**DOCUMENT PASSAGE:**
##########

OSHA requires you to work energized in one critical task. Lockout/Tagout. One of the steps of LOTO is verifying you have zero volts on the circuit you just de-energized. You must consider every conductor energized until you verify zero energy. When you are validating zero voltage, we have to regard this as live work. What if you opened the wrong disconnect. That happens all of the time. Perhaps the most important things we preach to our clients is, “Test Before Touch,” and, of course, wear PPE while you’re doing it. Every circuit has to treated as energized until we have proven it is not.

Job Safety Planning

Before a task has begun that will expose workers to electrical hazards, such as our example of adding a circuit breaker to a 480/277 volt panel, a qualified person must create a job safety plan(JSP). The JSP has to include a description of the job and tasks, shock and arc risk assessments, and work procedures, special precautions, and energy controls. Once you have the plan created a job briefing needs to take place. Annex I of 70E has a helpful job briefing and planning checklist.

Approach Boundaries

Your electrical safety training must stress these boundaries, so every qualified fully understands what they mean. Approach boundaries operate as their name implies; as you approach a piece of electrical equipment with exposed energized circuit parts, there is a point at which the risk of injury becomes great enough that additional rules apply. Two shock-protection approach boundaries will be a central part of your shock protection; those are limited and restricted. They each have their own rules. There is also an arc flash boundary that marks where a second-degree burn is likely to occur on bare skin if an arc flash occurs. Each of these boundaries marks a spot where an increase in awareness, blocking access, work permits and PPE are going to be required. These boundaries mark the line where the likelihood of an injury and it’s severity increase. Barricades, an attendant, or tape are needed to identify the first encountered boundary.

##########

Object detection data

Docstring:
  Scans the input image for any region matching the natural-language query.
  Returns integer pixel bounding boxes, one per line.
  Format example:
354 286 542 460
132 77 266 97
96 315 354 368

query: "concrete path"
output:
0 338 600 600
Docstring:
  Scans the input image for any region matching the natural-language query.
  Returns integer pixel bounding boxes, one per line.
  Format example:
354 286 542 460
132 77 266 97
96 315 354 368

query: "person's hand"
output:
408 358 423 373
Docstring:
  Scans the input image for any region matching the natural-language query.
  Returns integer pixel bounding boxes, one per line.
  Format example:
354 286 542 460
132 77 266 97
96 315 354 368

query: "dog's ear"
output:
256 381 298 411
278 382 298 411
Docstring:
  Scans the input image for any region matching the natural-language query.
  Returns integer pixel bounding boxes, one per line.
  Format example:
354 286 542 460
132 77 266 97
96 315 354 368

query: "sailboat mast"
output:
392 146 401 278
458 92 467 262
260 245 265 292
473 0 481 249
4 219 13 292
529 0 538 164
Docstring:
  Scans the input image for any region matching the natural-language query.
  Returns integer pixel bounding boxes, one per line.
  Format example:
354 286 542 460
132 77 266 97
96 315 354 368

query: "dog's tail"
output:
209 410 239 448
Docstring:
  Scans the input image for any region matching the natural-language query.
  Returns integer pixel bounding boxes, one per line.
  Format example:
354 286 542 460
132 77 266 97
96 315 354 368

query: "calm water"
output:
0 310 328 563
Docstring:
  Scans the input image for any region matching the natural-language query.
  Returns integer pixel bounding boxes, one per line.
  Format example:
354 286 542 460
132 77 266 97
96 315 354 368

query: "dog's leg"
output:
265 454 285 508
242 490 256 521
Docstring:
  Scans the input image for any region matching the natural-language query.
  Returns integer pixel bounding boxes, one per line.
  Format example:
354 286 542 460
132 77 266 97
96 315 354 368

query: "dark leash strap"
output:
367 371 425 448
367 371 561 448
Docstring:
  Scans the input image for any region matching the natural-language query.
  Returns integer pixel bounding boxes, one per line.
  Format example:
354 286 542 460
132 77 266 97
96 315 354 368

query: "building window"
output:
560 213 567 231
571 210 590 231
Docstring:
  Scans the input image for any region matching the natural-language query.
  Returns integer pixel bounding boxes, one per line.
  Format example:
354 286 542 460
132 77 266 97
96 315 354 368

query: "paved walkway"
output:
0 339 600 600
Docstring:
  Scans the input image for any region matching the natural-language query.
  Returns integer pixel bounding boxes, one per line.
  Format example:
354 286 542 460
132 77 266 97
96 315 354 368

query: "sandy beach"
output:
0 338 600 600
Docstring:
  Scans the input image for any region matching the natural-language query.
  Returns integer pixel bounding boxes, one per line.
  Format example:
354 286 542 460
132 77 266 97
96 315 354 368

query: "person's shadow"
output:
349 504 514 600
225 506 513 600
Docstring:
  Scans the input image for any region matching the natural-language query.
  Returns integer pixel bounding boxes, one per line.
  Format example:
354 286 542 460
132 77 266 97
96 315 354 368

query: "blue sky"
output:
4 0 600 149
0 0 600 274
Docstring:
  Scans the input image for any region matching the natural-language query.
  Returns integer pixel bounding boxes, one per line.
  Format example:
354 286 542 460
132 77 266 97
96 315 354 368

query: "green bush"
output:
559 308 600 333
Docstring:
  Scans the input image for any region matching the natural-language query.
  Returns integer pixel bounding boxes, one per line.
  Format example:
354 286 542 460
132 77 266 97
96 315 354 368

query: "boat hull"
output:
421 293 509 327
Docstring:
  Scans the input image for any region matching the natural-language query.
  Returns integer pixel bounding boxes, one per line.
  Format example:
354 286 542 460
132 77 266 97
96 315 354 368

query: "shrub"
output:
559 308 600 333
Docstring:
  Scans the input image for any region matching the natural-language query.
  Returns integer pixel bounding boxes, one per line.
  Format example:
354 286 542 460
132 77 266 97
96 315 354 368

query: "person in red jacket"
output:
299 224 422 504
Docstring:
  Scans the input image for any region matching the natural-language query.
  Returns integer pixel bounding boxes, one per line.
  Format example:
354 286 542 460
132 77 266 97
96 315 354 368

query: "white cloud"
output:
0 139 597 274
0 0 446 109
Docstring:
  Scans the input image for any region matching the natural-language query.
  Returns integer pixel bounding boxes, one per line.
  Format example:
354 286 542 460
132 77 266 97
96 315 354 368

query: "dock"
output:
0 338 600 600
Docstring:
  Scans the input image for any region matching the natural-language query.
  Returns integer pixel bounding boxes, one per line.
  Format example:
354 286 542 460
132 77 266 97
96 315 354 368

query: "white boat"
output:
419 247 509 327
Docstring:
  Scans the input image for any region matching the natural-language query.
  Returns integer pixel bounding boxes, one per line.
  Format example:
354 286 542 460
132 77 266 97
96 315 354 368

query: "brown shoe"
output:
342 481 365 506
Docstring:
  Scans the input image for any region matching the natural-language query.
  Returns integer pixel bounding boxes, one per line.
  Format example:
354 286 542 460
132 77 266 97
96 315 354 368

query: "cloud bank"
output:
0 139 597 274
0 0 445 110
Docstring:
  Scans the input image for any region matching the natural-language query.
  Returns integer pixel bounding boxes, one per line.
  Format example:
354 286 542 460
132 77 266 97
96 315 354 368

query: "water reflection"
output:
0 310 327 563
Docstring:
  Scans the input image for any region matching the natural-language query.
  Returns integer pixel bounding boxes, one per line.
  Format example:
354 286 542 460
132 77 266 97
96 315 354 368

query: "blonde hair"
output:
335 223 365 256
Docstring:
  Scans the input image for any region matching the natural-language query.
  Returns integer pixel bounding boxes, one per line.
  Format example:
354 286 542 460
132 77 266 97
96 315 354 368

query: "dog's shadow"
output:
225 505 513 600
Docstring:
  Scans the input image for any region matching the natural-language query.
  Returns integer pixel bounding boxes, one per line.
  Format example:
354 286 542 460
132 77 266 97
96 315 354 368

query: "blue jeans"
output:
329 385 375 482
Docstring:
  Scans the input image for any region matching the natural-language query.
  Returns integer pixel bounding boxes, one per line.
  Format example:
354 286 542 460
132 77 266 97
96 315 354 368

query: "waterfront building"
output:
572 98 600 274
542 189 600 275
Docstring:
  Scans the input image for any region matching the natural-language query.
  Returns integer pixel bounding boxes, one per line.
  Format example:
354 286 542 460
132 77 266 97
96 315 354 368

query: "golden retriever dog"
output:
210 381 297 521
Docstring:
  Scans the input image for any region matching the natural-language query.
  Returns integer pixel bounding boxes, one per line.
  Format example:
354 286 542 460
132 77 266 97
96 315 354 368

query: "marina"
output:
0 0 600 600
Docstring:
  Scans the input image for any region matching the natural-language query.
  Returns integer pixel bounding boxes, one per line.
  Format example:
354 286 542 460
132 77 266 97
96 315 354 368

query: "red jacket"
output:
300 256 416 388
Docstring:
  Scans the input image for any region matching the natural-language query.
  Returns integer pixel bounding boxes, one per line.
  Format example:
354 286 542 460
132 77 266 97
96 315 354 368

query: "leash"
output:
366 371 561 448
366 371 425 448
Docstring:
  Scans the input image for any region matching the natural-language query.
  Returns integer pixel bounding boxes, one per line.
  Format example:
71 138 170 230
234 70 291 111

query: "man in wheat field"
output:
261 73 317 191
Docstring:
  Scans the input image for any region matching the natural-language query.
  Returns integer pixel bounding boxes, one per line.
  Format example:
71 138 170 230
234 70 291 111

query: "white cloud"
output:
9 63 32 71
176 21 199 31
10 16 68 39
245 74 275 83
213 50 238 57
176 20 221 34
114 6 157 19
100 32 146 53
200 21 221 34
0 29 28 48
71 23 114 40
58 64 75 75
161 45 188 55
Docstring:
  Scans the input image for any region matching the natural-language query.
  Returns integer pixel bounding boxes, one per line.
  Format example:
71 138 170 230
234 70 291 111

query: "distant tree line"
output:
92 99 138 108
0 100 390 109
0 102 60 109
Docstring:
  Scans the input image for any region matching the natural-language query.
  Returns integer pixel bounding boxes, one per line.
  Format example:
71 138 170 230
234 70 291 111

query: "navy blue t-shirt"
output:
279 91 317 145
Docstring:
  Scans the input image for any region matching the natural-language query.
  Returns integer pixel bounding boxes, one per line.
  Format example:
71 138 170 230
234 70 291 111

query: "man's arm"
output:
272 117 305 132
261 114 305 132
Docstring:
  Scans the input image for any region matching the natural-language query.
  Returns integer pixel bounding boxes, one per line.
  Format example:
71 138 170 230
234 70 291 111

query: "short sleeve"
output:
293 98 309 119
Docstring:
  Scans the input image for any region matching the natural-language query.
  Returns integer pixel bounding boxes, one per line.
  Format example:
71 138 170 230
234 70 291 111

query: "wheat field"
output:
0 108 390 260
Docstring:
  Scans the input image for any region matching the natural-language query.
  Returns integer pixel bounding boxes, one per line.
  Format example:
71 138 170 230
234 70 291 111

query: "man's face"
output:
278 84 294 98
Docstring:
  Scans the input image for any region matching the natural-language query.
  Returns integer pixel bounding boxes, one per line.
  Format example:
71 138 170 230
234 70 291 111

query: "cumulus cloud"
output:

##########

**PROBLEMS TO WORK ON:**
a: Rewrite the paragraph of the electrical safety passage that begins "Before a task has begun" as a short bulleted list that keeps its main facts.
b: Extract every line of the listing that contains the string "wheat", treating uppercase and lowercase as different.
This listing has no connection to the electrical safety passage.

**EXERCISE RESULTS:**
a:
- Before a task that will expose workers to electrical hazards, such as adding a circuit breaker to a 480/277 volt panel, a qualified person must create a job safety plan (JSP).
- The JSP must include a description of the job and tasks, shock and arc risk assessments, work procedures, special precautions, and energy controls.
- Once the plan is created, a job briefing needs to take place.
- Annex I of 70E has a helpful job briefing and planning checklist.

b:
query: "man in wheat field"
query: "wheat field"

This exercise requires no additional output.